ОТРЫВОК ИЗ ИСТОЧНИКА:
════
Леонид Андреев - Наталья Скороход
Шрифт:
Интервал:
Закладка:
Но — согласимся — едва ли пьяное буйство Андреева кого-нибудь удивило и вряд ли такого рода скандал заставил его поспешно удрать из Италии. События — как это обыкновенно бывало у Леонида Николаевича — накапливались медленно, а происходили молниеносно. Потребность обновления зрела уже давно, зрела — мучительно, неосознанно, неотвратимо. Поступки, а уж тем более разговоры, ночные бдения, пьянство, скандалы — фиксировали слабые отголоски, толчки мощных глубинных взрывов.
Тоска по Шуре никуда не ушла, но полугодовой траур если не примирил его с тем, что жены уже нет, то все же вернул способность ощущать себя не только вдовцом, но и великим русским талантом, деятелем, мужчиной, отцом, строителем. Он вновь почувствовал вкус к жизни, его тянуло к иным ролям, тем, что предстояло сыграть ему на сцене российской действительности при полных аншлагах, при взвинченном экстазе публики, восторженно-негодующем вое газет, в свете софитов, в шуме балтийского ветра, в огромных черных пространствах родины. Внезапно осознав исчерпанность изгнания, Андреев в несколько часов уложил необходимые рукописи, сгреб в охапку Анастасию Николаевну с ее «куфней» и «колдовой» и, покрикивая на гувернантку, подхватив на плечи пятилетнего Вадима, навсегда покинул темную и холодную виллу со стеклянной террасой и пальмами в саду.
════
НАБОР ДАННЫХ:
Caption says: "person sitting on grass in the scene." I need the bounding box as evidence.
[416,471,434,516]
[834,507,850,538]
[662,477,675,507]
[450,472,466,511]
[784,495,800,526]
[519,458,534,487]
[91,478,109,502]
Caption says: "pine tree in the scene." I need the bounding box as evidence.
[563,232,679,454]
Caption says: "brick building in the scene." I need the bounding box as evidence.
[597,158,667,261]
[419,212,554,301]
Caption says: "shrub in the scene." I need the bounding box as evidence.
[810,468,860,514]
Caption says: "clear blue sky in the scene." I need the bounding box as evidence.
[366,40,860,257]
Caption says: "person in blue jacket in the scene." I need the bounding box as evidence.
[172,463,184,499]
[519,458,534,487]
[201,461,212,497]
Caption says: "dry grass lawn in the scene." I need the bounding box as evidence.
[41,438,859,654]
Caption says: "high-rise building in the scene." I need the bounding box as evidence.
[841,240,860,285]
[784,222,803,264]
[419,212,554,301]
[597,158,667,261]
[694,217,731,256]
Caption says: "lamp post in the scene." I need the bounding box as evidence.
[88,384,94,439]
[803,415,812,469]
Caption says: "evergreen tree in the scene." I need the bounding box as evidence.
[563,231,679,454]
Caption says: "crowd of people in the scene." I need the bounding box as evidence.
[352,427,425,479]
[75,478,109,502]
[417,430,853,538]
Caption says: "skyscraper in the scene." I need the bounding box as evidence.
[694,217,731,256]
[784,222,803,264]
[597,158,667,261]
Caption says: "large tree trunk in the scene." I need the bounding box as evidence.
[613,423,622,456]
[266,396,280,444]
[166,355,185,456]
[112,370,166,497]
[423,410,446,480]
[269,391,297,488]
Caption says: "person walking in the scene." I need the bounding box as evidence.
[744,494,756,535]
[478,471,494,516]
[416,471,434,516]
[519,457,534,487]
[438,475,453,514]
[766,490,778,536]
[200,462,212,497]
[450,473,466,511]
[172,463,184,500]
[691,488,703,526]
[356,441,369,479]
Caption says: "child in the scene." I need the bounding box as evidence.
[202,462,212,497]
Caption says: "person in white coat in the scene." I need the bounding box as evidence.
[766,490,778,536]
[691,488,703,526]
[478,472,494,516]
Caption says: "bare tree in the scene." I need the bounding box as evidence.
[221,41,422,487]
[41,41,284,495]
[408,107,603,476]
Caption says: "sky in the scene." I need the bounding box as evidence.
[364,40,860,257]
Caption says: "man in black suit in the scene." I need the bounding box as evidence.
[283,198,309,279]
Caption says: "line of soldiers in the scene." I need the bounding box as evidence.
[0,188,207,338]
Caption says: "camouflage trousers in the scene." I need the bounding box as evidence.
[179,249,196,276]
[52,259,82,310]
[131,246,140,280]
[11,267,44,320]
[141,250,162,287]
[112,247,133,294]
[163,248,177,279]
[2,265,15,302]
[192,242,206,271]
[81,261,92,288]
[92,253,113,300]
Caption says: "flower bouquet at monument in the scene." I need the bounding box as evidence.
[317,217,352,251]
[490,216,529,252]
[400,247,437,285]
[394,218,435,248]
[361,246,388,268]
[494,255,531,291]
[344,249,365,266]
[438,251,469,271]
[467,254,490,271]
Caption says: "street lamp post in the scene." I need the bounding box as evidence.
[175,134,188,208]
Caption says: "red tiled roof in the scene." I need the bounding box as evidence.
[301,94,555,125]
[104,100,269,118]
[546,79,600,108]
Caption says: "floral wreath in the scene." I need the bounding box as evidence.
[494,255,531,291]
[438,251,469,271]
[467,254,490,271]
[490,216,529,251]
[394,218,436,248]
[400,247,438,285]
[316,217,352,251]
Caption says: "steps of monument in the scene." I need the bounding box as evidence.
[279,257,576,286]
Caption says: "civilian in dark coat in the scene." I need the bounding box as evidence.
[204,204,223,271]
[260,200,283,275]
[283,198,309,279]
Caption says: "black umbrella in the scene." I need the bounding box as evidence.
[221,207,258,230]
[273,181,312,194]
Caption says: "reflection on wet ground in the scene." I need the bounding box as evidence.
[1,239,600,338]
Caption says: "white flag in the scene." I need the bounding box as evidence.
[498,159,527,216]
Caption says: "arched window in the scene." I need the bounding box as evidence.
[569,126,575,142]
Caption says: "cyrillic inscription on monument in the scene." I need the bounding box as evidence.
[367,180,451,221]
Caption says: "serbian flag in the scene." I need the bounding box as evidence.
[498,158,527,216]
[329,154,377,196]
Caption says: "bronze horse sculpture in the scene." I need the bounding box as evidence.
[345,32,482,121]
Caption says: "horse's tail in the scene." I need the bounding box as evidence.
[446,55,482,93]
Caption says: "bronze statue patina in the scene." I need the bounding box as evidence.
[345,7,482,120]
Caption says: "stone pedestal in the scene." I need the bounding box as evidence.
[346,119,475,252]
════
ЧТО НУЖНО СДЕЛАТЬ:
(A) Перепишите из отрывка о Леониде Андрееве фрагмент между словами «Тоска по Шуре» и «пальмами в саду.» включительно.
(B) Напишите продолжение отрывка о Леониде Андрееве, начиная сразу после его последнего предложения.

ОТВЕТЫ К УПРАЖНЕНИЮ:
(A)
Тоска по Шуре никуда не ушла, но полугодовой траур если не примирил его с тем, что жены уже нет, то все же вернул способность ощущать себя не только вдовцом, но и великим русским талантом, деятелем, мужчиной, отцом, строителем. Он вновь почувствовал вкус к жизни, его тянуло к иным ролям, тем, что предстояло сыграть ему на сцене российской действительности при полных аншлагах, при взвинченном экстазе публики, восторженно-негодующем вое газет, в свете софитов, в шуме балтийского ветра, в огромных черных пространствах родины. Внезапно осознав исчерпанность изгнания, Андреев в несколько часов уложил необходимые рукописи, сгреб в охапку Анастасию Николаевну с ее «куфней» и «колдовой» и, покрикивая на гувернантку, подхватив на плечи пятилетнего Вадима, навсегда покинул темную и холодную виллу со стеклянной террасой и пальмами в саду.

(B)
Еще в начале января он писал своему «литературному сыну», любимому Зайчику: «Для меня жизнь так: несколько людей, которых я люблю, а за ними города, народы, поля, моря, наконец, звезды, и все это чужое». Теперь же, в конце мая, жарким флорентийским вечером Зайцев встречал его на платформе «скромного вокзала», куда «в грохоте, с пылью» влетел несущийся на север международный экспресс. Борис и его жена с удивлением наблюдали, как на платформу «из первого класса выскочил тот же Андреев, в широкополой шляпе, с летящим галстуком, в артистической бархатной куртке, каким и был он когда-то в Бутове, в Москве. Как и тогда, он ни слова не знал „по-заграничному“; в купе оказалась матушка его, — ни себе, ни ей за весь день он не мог достать стакана чая. Матушка охала. Сам он задыхался от жары в бархате своем, но глаза его так же блестели, как и в былые годы. Он нюхал наши розы; говорили мы быстро, бестолково, ибо некогда было, и через несколько минут он махал нам букетом из окна поезда уходящего»[301]. Вот так, с букетом роз, в бархатной куртке и с горящими глазами, Леонид Андреев мчался к России — ее «городам, народам, полям, морям, наконец, звездам». Этим летом ему исполнится 37 лет.
В том роковом для русского писателя возрасте он, как сам признается позже Сергею Глаголю, «достигнет вершины»: «когда мною написаны: в 1906 — Елеазар, Жизнь Человека, Савва, 1907 — Иуда и Тьма и в одном 1908 — Семь повешенных, Дни нашей жизни, Мои записки, Черные маски и Анатэма»[302]. Здесь, «на вершине», — в жизни и творчестве Андреева произойдет решительный перелом.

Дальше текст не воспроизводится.